● Excerpt
BEGIN

Rhodes had several breakdowns as a result of the childhood abuse before his glittering second career (his first was in the City). Instrumental: A Memoir of Madness, Medication and Music is, without question, a shocking – even appalling – read, for all that was done to Rhodes by a paedophile gym teacher from the age of five, and all that he subsequently did to himself. His ex-wife had said that the book would cause psychological harm to their young son. Its publication continues the debate on the writer’s rights, balanced against responsibilities. We have seen it played out publicly before: in the memoir of Michel Houellebecq’s mother; in the close-to-home fictions of Hanif Kureishi and Karl Ove Knausgaard. The exposure in Instrumental though, only involves Rhodes; he does not blame others around him. He does not even spend too much time describing them. It is a book about Rhodes, and works within this boundary. In that respect, it has a right to be published and read. But is it worth reading? Well, yes, actually, although I had my doubts in the seemingly obnoxious, self-loathing, self-involved first chapter.

END

● Task requirements
**a.** State whether each of the following statements agrees with the review of Instrumental, answering yes or no and quoting the words of the review that decide it: (i) Rhodes's first career was in the City; (ii) in Instrumental, Rhodes blames the people around him; (iii) the reviewer had doubts while reading the first chapter.
**b.** Using the review of Instrumental, answer these questions:
(i) From what age was Rhodes abused by the gym teacher?
(ii) Who said the book would cause psychological harm to Rhodes's young son?
(iii) Which two writers are named for their close-to-home fictions?
**c.** Carry the review of Rhodes's memoir Instrumental forward from its final sentence, keeping the reviewer's voice.

● Provided information
BEGIN

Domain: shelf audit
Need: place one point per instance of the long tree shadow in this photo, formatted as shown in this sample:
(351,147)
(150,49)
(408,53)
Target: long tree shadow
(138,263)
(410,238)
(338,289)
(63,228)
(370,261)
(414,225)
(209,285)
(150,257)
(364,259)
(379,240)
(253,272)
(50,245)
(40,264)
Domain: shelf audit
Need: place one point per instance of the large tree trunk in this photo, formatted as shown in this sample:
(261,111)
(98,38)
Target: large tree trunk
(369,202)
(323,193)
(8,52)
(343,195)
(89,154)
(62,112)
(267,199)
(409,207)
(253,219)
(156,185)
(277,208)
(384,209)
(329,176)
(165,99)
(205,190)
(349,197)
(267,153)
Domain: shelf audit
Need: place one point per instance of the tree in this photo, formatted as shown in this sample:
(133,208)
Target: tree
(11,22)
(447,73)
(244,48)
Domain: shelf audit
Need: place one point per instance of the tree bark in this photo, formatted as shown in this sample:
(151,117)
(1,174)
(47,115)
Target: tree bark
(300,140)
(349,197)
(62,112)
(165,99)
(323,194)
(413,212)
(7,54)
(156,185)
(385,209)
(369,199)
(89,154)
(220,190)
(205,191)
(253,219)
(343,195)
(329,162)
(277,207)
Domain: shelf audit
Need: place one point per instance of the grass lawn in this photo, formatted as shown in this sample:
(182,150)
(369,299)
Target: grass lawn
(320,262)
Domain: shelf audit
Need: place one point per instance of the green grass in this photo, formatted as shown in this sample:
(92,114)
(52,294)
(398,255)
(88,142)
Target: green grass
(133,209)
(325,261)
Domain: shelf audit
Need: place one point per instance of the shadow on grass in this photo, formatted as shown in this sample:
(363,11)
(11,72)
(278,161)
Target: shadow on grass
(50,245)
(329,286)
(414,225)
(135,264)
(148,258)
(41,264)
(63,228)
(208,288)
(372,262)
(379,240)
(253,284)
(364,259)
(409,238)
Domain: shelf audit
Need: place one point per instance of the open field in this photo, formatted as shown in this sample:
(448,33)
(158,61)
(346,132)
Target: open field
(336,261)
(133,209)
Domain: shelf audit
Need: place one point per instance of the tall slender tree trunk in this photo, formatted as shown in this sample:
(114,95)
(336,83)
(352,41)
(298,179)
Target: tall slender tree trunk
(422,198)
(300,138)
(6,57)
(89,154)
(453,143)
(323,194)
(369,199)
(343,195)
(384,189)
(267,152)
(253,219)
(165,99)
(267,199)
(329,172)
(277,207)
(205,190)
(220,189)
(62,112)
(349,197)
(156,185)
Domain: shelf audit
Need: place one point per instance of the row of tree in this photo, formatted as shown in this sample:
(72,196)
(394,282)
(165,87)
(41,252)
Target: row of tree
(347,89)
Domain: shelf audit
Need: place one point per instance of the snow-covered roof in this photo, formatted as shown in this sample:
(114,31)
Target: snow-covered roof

END

● Answers to the exercises
**a.**
(i) Yes: "his first was in the City"
(ii) No: "he does not blame others around him"
(iii) Yes: "I had my doubts in the seemingly obnoxious, self-loathing, self-involved first chapter"

**b.**
(i) From the age of five.
(ii) His ex-wife.
(iii) Hanif Kureishi and Karl Ove Knausgaard.

**c.**
Instrumental marks the intersection of two genres: celebrity memoir spliced with misery memoir, with the narcissism and name dropping of the former, and the terrible arc of abuse in childhood, self-destruction in adulthood, of the latter. First, the misery memoir: Rhodes’s rapes and sexual molestations continued in secret for years, turning him from a sparkly, beautiful child into a spaced-out “automaton”. The will to self-destruction waited in the wings at Harrow School, and manifested in fullness when he settled down with a wife and child, by which time he had a history of drug and alcohol addictions, a compulsion to self-harm with razor blades, had lived with suicide fantasies and had been in and out of secure wards that medicated him back into zombie mode.

And the celebrity memoir bit: the transformation from a “mental patient” into a confident and unconventional concert pianist (he talks to audiences) without formal training is intriguing to read, though the name-checks – Stephen Fry is a friend, Benedict Cumberbatch is just lovely, Geoffrey Rush “came to one of my Melbourne gigs” – has a dull predictability about it.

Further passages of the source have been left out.